## begin Dataset

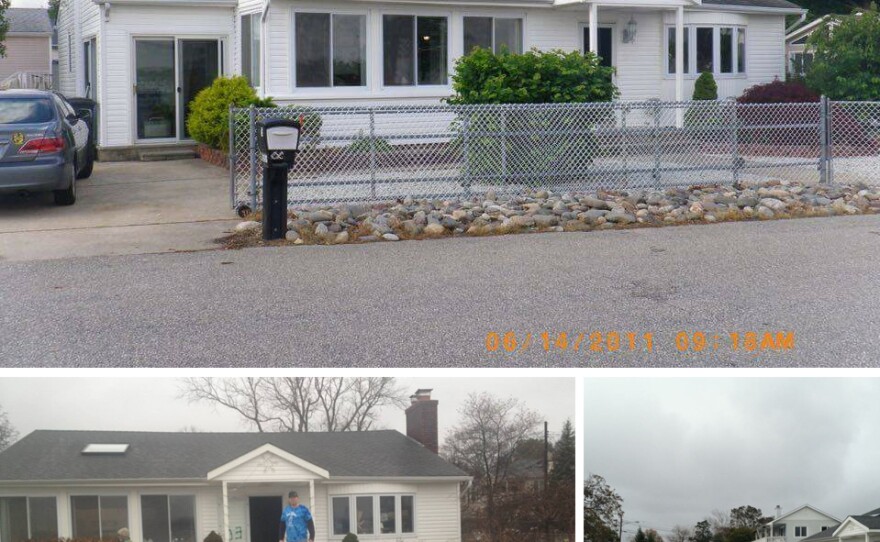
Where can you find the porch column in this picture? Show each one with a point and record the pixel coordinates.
(594, 28)
(225, 511)
(679, 64)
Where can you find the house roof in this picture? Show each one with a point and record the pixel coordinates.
(57, 455)
(774, 4)
(28, 20)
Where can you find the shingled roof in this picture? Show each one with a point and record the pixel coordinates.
(777, 4)
(57, 455)
(28, 20)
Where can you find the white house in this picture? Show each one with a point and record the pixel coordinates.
(178, 487)
(143, 60)
(795, 525)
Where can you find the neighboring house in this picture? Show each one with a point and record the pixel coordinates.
(178, 487)
(796, 525)
(28, 60)
(144, 60)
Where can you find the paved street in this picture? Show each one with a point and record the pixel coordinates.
(432, 303)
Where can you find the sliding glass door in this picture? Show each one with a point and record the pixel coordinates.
(169, 73)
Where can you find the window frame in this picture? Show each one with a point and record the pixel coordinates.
(377, 520)
(449, 50)
(494, 17)
(28, 517)
(168, 496)
(98, 496)
(367, 83)
(693, 73)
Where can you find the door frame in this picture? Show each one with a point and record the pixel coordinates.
(223, 58)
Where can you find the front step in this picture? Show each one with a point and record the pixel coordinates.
(156, 155)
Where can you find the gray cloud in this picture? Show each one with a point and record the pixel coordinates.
(676, 449)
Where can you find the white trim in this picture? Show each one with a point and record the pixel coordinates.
(267, 448)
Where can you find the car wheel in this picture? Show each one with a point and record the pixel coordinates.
(86, 171)
(68, 195)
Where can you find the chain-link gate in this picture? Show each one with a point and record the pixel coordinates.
(370, 154)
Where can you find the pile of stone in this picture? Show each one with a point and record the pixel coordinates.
(547, 211)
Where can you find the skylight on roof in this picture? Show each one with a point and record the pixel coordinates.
(100, 449)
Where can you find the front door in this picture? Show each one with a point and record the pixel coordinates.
(168, 74)
(265, 515)
(605, 44)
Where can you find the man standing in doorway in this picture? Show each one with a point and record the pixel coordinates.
(296, 522)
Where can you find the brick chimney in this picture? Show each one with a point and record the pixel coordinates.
(421, 419)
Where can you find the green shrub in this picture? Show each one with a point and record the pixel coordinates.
(483, 77)
(846, 62)
(705, 88)
(208, 121)
(520, 144)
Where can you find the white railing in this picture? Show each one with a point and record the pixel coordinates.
(27, 80)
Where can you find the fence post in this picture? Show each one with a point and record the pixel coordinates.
(504, 145)
(656, 173)
(734, 136)
(372, 152)
(252, 152)
(823, 140)
(465, 128)
(231, 157)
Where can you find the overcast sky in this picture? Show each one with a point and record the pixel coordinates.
(676, 449)
(153, 404)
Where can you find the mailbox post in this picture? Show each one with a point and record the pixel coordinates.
(278, 140)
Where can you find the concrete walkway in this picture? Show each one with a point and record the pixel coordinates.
(124, 208)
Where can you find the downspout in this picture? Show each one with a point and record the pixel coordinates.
(797, 23)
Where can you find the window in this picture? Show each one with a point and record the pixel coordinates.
(331, 50)
(493, 33)
(250, 48)
(97, 517)
(23, 518)
(168, 518)
(415, 50)
(720, 50)
(374, 515)
(671, 49)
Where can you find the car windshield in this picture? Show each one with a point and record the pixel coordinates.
(25, 110)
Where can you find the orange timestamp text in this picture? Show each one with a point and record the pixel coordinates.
(611, 342)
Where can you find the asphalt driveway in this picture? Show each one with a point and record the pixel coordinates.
(124, 208)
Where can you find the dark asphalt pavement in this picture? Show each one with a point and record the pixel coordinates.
(433, 303)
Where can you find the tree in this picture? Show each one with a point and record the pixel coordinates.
(745, 516)
(4, 25)
(8, 434)
(846, 61)
(485, 444)
(603, 511)
(680, 533)
(299, 404)
(564, 451)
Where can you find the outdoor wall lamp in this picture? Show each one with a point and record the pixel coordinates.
(629, 31)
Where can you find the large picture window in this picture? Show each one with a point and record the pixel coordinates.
(719, 50)
(330, 50)
(97, 517)
(168, 518)
(373, 515)
(415, 50)
(493, 33)
(250, 48)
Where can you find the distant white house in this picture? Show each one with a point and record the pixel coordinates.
(28, 60)
(144, 60)
(796, 525)
(178, 487)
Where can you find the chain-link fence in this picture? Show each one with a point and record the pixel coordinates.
(350, 154)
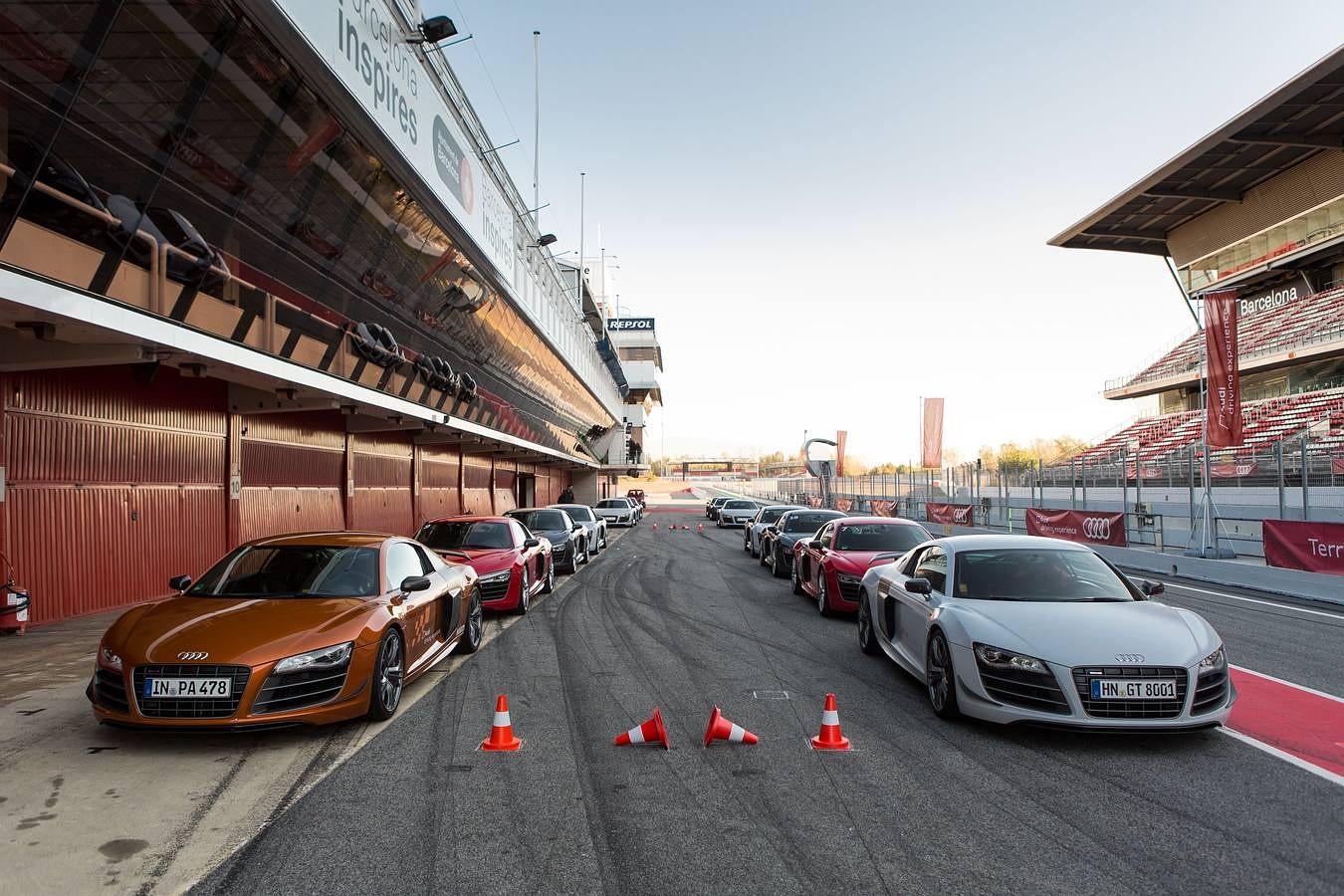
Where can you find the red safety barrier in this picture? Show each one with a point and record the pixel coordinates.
(1314, 547)
(1087, 527)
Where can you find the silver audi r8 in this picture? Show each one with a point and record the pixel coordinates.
(1021, 629)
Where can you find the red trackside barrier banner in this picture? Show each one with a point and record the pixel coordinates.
(1316, 547)
(1089, 527)
(951, 514)
(1225, 381)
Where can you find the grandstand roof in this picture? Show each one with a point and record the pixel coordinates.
(1298, 119)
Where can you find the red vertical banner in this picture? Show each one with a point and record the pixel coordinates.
(1224, 407)
(932, 453)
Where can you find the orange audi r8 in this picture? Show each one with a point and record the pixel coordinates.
(298, 629)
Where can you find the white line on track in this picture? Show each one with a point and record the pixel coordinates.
(1287, 684)
(1267, 603)
(1286, 757)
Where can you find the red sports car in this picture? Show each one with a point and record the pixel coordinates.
(513, 564)
(829, 565)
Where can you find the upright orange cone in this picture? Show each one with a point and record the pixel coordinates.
(652, 731)
(721, 729)
(502, 733)
(829, 737)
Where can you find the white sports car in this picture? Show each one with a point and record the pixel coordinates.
(1020, 629)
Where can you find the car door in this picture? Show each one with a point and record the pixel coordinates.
(417, 610)
(916, 610)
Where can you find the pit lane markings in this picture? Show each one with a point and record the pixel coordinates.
(1267, 603)
(1301, 726)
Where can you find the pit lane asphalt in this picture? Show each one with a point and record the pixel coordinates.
(683, 621)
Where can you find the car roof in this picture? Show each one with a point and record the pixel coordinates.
(325, 539)
(469, 518)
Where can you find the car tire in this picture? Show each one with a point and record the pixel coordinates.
(475, 629)
(525, 592)
(388, 679)
(867, 635)
(940, 677)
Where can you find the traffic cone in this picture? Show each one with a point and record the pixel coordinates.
(829, 737)
(651, 731)
(721, 729)
(502, 733)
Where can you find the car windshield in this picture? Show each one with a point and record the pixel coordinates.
(292, 571)
(806, 522)
(542, 520)
(1037, 573)
(464, 535)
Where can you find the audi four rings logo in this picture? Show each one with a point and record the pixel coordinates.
(1097, 527)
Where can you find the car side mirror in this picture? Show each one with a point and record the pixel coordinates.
(414, 583)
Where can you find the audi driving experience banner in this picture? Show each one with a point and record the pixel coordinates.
(1314, 547)
(1087, 527)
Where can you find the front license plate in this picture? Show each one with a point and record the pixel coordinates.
(1133, 689)
(188, 688)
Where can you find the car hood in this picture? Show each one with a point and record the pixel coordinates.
(238, 630)
(1075, 634)
(860, 560)
(484, 560)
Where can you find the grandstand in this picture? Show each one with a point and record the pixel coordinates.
(1254, 207)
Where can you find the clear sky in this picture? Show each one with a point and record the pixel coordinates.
(833, 208)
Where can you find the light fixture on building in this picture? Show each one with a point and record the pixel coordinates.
(433, 30)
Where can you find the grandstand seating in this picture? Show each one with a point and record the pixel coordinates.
(1262, 423)
(1317, 318)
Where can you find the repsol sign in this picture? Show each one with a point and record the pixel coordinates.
(1267, 300)
(617, 324)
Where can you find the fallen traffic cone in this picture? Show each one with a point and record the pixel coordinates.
(829, 737)
(502, 733)
(652, 731)
(721, 729)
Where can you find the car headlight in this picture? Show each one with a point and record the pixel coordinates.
(323, 658)
(1217, 660)
(1001, 658)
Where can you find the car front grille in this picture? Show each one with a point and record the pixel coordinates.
(1021, 688)
(190, 707)
(111, 691)
(1210, 692)
(299, 689)
(1131, 708)
(495, 590)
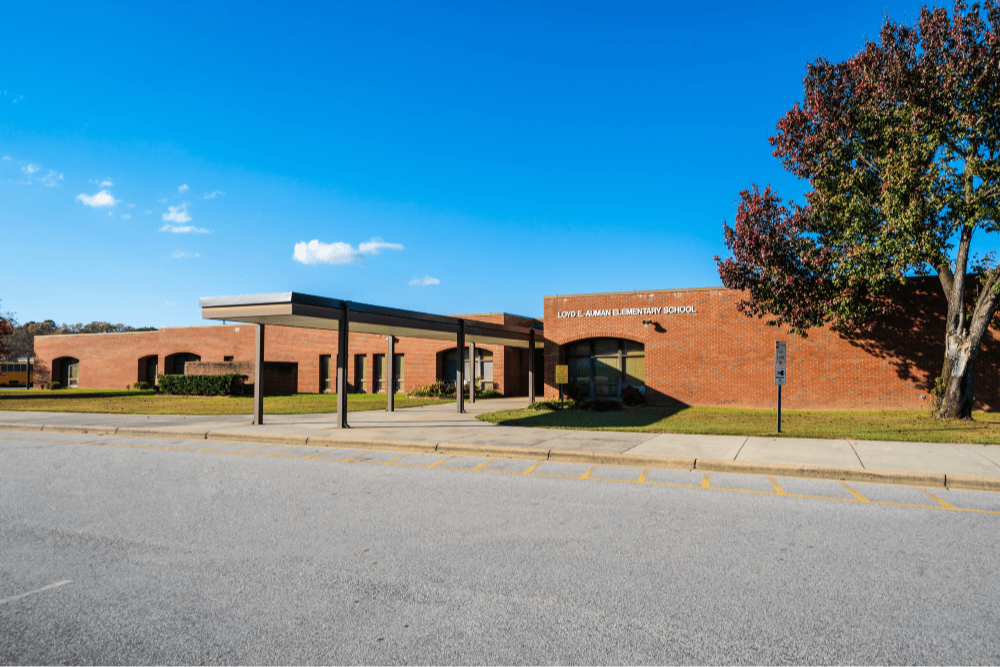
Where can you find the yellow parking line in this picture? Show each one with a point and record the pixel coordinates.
(208, 449)
(437, 463)
(947, 506)
(252, 449)
(854, 493)
(777, 487)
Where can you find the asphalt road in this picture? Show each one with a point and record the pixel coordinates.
(155, 553)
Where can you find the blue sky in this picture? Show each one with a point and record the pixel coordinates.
(453, 158)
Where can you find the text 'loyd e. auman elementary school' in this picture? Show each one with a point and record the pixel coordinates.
(676, 347)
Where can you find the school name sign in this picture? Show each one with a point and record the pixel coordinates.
(619, 312)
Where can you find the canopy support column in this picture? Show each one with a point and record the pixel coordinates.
(460, 372)
(531, 365)
(472, 372)
(342, 332)
(258, 375)
(390, 363)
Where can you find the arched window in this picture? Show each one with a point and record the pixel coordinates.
(483, 367)
(175, 363)
(602, 366)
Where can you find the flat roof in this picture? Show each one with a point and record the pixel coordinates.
(720, 288)
(292, 309)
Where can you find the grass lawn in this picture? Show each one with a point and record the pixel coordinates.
(905, 426)
(150, 403)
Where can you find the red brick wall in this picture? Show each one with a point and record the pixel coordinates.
(719, 357)
(112, 361)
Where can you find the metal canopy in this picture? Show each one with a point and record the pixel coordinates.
(292, 309)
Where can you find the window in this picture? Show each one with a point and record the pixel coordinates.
(398, 362)
(378, 373)
(602, 366)
(360, 373)
(324, 373)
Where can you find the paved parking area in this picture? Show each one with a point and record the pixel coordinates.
(131, 551)
(875, 494)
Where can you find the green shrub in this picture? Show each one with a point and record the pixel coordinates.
(231, 384)
(442, 389)
(632, 396)
(438, 389)
(601, 405)
(551, 405)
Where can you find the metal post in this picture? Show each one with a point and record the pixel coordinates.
(460, 372)
(531, 365)
(258, 375)
(779, 408)
(390, 361)
(342, 332)
(472, 372)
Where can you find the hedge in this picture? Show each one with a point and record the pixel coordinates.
(231, 384)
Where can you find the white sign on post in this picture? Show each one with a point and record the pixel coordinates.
(779, 363)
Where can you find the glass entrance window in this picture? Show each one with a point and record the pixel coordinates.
(378, 373)
(360, 373)
(398, 361)
(325, 381)
(601, 367)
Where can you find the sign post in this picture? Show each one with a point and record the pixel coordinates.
(562, 377)
(779, 373)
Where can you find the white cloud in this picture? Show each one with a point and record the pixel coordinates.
(102, 198)
(177, 214)
(316, 252)
(183, 229)
(51, 179)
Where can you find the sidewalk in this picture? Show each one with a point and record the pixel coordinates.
(439, 428)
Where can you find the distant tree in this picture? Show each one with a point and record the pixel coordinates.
(901, 147)
(5, 331)
(20, 342)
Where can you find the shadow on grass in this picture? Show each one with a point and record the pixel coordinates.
(49, 395)
(637, 419)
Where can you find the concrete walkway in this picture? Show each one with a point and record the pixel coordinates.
(438, 426)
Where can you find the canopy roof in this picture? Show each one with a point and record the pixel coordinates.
(291, 309)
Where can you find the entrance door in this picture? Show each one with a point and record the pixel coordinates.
(378, 373)
(73, 374)
(324, 373)
(360, 376)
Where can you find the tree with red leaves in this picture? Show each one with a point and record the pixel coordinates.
(900, 146)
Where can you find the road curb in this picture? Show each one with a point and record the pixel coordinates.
(972, 483)
(822, 472)
(493, 452)
(905, 478)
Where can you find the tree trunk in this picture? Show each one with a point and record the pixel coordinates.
(957, 376)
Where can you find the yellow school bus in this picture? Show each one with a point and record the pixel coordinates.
(15, 374)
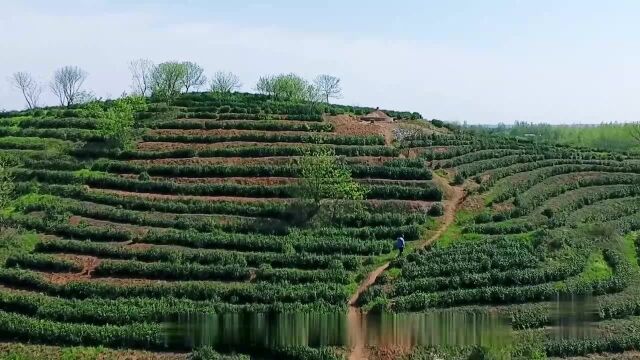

## end Dataset

Set task ->
Return each line of the items above that contains the word "text", copied in full.

Task solution ->
Where can you find the orange timestamp text in this picture? Show each one with a point and record the pixel coordinates.
Where can you find the text 'loyd e. auman elementary school' in this picture? Show each one with a point and record the pixel coordinates.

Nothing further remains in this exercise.